READING TEXT:

The conserved quantity for the two-fluid momentumless wake is derived from the conserved vector (72) and the condition (83). When (72) is substituted into (76) we obtain, with the aid of (45),

$$\begin{array}{c}\hfill \frac{{\nu }_1}{{\nu }_i}\frac{\partial }{\partial x}\left(y^2{w}_i\right)-2w_i+\frac{\partial }{\partial y}(-y^2{w}_{iy}+2y{w}_i)=0.\end{array}$$

(84)

Consider first the lower fluid and integrate (84) with respect to y from $y=-\infty$ to $y=\varphi \left(x\right)$. Assume the stronger boundary conditions than (37) that

$$\begin{array}{c}\hfill y^2\frac{\partial w_2}{\partial y}(x,y){|}_{y=-\infty }=0,y{w}_2(x,y){|}_{y=-\infty }=0\end{array}$$

(85)

and apply the theorem for differentiation under the integral sign [18]. This gives

$$\begin{array}{cc}\hfill {\int }_{-\infty }^{\varphi \left(x\right)}{w}_2(x,y)dy=& \frac{{\nu }_1}{2{\nu }_2}\frac{d}{dx}{\int }_{-\infty }^{\varphi \left(x\right)}{y}^2{w}_2(x,y)dy-\frac{{\nu }_1}{2{\nu }_2}{w}_2(x,\varphi \left(x\right)){\varphi }^2\left(x\right)\frac{d\varphi }{dx}\hfill \\ \\ \hfill & -\frac{1}{2}\frac{\partial w_2}{\partial y}(x,\varphi \left(x\right)){\varphi }^2\left(x\right)+w_2(x,\varphi \left(x\right))\varphi \left(x\right).\hfill \end{array}$$

(86)

WORK INSTRUCTIONS:
A: Answer these questions about the wake derivation:
(i) What are the conserved quantity for the two-fluid momentumless wake derived from?
(ii) For the lower fluid, between which limits is (84) integrated with respect to y?
(iii) Which theorem is applied after the stronger boundary conditions (85) are assumed?
B: Continue the wake derivation from the point after equation (86).
The entries are not needed.

RECORDED INFORMATION:

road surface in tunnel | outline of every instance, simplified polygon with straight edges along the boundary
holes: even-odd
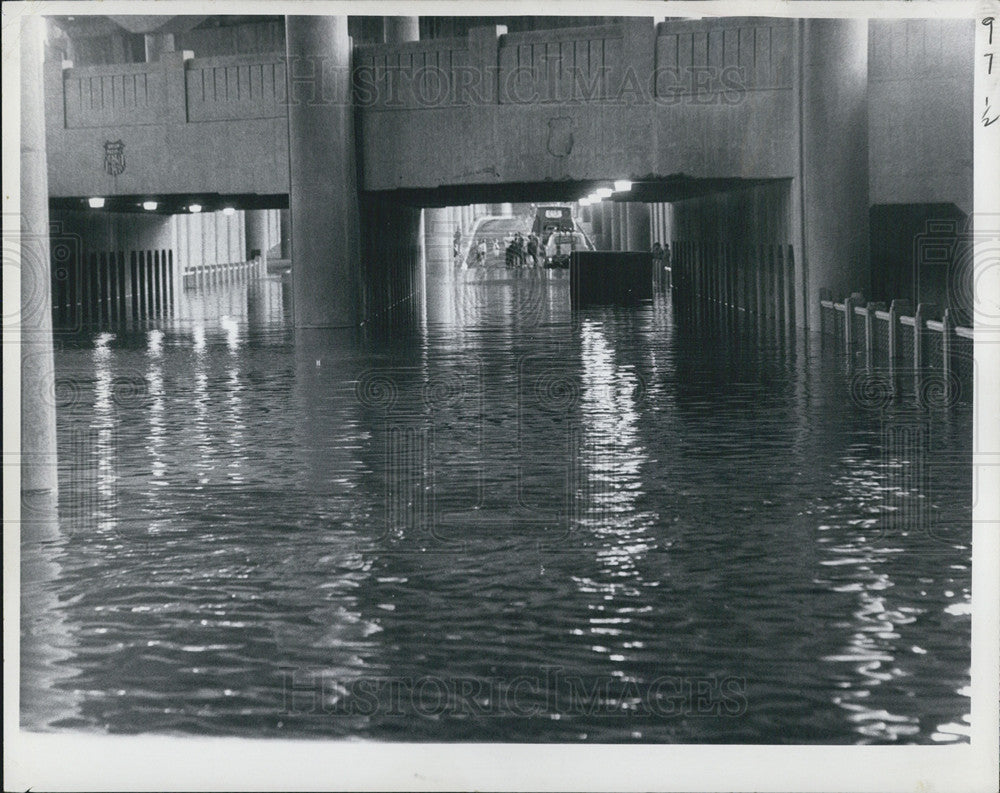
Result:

==

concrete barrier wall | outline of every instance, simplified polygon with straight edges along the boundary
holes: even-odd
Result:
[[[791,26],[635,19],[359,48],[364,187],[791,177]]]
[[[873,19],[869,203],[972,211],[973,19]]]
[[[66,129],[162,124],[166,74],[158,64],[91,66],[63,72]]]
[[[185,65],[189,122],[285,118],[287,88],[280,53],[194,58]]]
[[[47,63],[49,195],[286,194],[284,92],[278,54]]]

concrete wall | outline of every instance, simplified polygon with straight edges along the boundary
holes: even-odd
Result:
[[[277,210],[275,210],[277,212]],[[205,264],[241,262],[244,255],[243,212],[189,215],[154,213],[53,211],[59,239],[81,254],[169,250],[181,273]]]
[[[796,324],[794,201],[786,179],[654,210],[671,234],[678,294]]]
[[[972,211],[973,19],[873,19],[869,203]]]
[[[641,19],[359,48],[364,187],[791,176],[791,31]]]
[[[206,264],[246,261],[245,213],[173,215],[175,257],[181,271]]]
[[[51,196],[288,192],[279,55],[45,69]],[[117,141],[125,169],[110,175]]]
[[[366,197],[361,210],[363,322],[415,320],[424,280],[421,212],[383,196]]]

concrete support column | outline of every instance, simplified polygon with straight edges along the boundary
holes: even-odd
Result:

...

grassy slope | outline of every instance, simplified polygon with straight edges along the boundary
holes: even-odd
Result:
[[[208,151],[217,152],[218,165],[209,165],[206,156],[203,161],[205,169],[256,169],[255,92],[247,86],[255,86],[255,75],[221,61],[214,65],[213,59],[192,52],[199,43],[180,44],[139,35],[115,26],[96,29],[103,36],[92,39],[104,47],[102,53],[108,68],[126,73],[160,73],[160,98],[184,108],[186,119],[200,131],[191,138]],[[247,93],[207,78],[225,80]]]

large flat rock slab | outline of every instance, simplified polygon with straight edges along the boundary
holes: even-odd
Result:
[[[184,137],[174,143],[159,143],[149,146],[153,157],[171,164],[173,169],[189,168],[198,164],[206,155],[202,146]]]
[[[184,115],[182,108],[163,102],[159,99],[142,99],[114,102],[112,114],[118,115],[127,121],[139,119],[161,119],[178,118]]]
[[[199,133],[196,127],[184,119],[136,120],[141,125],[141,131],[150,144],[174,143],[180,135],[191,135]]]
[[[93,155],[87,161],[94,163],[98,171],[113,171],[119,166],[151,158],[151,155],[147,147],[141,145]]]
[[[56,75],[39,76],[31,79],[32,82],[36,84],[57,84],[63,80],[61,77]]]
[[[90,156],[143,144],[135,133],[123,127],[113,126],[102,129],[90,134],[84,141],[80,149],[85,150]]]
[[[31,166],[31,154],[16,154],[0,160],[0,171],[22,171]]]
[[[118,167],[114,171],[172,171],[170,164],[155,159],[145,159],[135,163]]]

WRITTEN ANSWERS:
A:
(i) The conserved vector (72) and the condition (83).
(ii) From y = −∞ to y = φ(x).
(iii) The theorem for differentiation under the integral sign.

B:
Proceeding similarly for the upper fluid and assuming that

$$\begin{array}{c}\hfill y^2\frac{\partial w_1}{\partial y}(x,y){|}_{y=+\infty }=0,y{w}_1(x,y){|}_{y=+\infty }=0\end{array}$$

(87)

it is found that

$$\begin{array}{cc}\hfill {\int }_{\varphi \left(x\right)}^{\infty }{w}_1(x,y)dy=& \frac{1}{2}\frac{d}{dx}{\int }_{\varphi \left(x\right)}^{\infty }{y}^2{w}_1(x,y)dy+\frac{1}{2}{w}_1(x,\varphi \left(x\right)){\varphi }^2\left(x\right)\frac{d\varphi }{dx}\hfill \\ \\ \hfill & +\frac{1}{2}\frac{\partial w_1}{\partial y}(x,\varphi \left(x\right)){\varphi }^2\left(x\right)-w_1(x,\varphi \left(x\right))\varphi \left(x\right).\hfill \end{array}$$

(88)

The integrals on the left hand side of (86) and (88) are first order in smallness and cannot be neglected. They are the reason why there is not a conserved quantity for the lower fluid wake and a conserved quantity for the upper fluid wake. These first order terms are eliminated by using the property that the total drag on the self-propelled body is zero. By substituting (86) and (88) in condition (83), it can be verified that

$$\begin{array}{c}\hfill \frac{d}{dx}\left[\frac{{\rho }_2}{{\rho }_1}\frac{{\nu }_1}{{\nu }_2}{\int }_{-\infty }^{\varphi \left(x\right)}{y}^2{w}_2(x,y)dy+{\int }_{\varphi \left(x\right)}^{\infty }{y}^2{w}_1(x,y)dy\right]=R_M(\varphi ,w_1,w_2)\end{array}$$

(89)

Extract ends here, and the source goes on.